§ **Assignment**: The records beneath should be restated word for word.

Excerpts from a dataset
******

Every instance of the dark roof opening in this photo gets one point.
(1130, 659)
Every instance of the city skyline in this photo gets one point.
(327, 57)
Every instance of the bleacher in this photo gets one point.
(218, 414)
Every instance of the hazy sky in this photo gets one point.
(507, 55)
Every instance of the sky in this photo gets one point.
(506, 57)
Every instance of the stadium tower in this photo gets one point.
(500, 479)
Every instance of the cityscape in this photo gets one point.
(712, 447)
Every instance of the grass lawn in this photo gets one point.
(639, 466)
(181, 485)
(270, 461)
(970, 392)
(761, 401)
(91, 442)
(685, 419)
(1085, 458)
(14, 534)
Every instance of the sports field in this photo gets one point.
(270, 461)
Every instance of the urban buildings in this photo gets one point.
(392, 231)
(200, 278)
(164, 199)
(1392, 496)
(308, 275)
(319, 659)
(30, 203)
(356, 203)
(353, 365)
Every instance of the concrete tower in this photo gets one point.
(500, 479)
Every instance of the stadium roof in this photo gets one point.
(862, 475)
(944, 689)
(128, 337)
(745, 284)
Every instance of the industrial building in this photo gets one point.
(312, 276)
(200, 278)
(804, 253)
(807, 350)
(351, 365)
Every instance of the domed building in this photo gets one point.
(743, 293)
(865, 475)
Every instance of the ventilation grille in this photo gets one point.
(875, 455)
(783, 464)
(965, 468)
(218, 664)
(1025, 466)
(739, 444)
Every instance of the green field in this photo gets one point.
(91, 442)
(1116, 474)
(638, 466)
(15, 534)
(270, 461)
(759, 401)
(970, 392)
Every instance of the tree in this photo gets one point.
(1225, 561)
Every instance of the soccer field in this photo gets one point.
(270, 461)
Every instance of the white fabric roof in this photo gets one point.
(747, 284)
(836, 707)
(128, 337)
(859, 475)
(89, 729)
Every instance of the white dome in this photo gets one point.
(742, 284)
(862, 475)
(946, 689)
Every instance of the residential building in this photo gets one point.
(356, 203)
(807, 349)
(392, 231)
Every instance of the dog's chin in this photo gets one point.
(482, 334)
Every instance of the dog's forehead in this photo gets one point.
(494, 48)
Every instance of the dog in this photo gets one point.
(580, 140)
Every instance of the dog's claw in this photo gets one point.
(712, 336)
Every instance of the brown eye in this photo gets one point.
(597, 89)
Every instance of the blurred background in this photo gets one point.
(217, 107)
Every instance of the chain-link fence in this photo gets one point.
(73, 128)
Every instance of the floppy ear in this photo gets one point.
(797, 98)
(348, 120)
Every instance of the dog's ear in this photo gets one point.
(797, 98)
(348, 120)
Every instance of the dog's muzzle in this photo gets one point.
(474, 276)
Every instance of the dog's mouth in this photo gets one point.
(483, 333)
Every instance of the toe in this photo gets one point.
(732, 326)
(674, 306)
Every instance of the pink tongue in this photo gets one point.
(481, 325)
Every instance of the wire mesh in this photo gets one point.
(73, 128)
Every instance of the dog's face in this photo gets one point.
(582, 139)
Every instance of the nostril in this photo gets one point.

******

§ **Finished task**:
Every instance of the dark roof opening in this photo gets one point.
(1130, 659)
Every instance of the city skyline in this photo gets one point.
(327, 57)
Every instance of the bleacher in this photo gets one point.
(218, 414)
Every instance of the hazy sky in this photo gets one point.
(507, 55)
Every instance of the sky in this photo gets one point.
(506, 57)
Every instance of the stadium tower in this photo gets one point.
(500, 479)
Every instance of the cityscape in this photo gets one point.
(712, 447)
Every instance of the grass lawn in this photo gets one point.
(639, 466)
(181, 485)
(270, 461)
(970, 392)
(761, 401)
(91, 442)
(685, 419)
(1085, 458)
(14, 534)
Every instance of the sports field in this photo gets one point.
(270, 461)
Every instance of the urban buildings in this photo gets one point.
(392, 231)
(200, 278)
(164, 199)
(1392, 496)
(308, 275)
(319, 659)
(30, 203)
(356, 203)
(353, 365)
Every instance of the concrete tower in this photo gets one point.
(500, 479)
Every instance of the stadium roof in this photo gets one point.
(862, 475)
(944, 689)
(128, 337)
(745, 284)
Every instance of the industrial building in this photo gets one point.
(312, 276)
(200, 278)
(804, 253)
(807, 350)
(351, 365)
Every instance of the domed building in this photo gets one point.
(743, 293)
(865, 475)
Every instance of the ventilation grille in this photo gets one point.
(875, 455)
(783, 464)
(965, 468)
(218, 664)
(1025, 466)
(739, 444)
Every instance of the green field in this photo gets one point.
(91, 442)
(1116, 474)
(638, 466)
(15, 534)
(270, 461)
(759, 401)
(970, 392)
Every instance of the tree in this photo gets one point.
(1225, 561)
Every instance of the soccer field in this photo gets one point.
(270, 461)
Every instance of the white fabric roof in this photo gets one point.
(747, 284)
(836, 707)
(128, 337)
(859, 475)
(89, 729)
Every instance of the white dome in this photo gets one point.
(742, 284)
(862, 475)
(946, 689)
Every instance of the residential building in this photo gets one point.
(356, 203)
(807, 349)
(392, 231)
Every instance of the dog's chin in this photo gets one point.
(482, 334)
Every instance of the dog's forehead in this photo gets one point.
(494, 48)
Every instance of the dog in this photo gets one point.
(580, 140)
Every instance of the dog's claw in this photo gets one point.
(712, 336)
Every instance of the brown eye in this photo gets one point.
(597, 89)
Every instance of the blurred background in this photo gets one point.
(217, 107)
Every instance of the chain-link fence in this photo gets one point.
(73, 128)
Every instance of the floppy ear in this photo gets one point.
(797, 98)
(348, 120)
Every instance of the dog's ear in this photo gets one point.
(797, 98)
(348, 120)
Every instance of the dog's muzzle in this photo gets one point.
(474, 276)
Every instance of the dog's mouth in this photo gets one point.
(483, 333)
Every instance of the toe in this photo gets one point.
(732, 326)
(674, 306)
Every instance of the pink tongue in this photo gets one point.
(481, 325)
Every instance of the wire mesh in this photo gets one point.
(73, 128)
Every instance of the dog's face in this photo gets one point.
(582, 139)
Every instance of the nostril in this photo gets one point.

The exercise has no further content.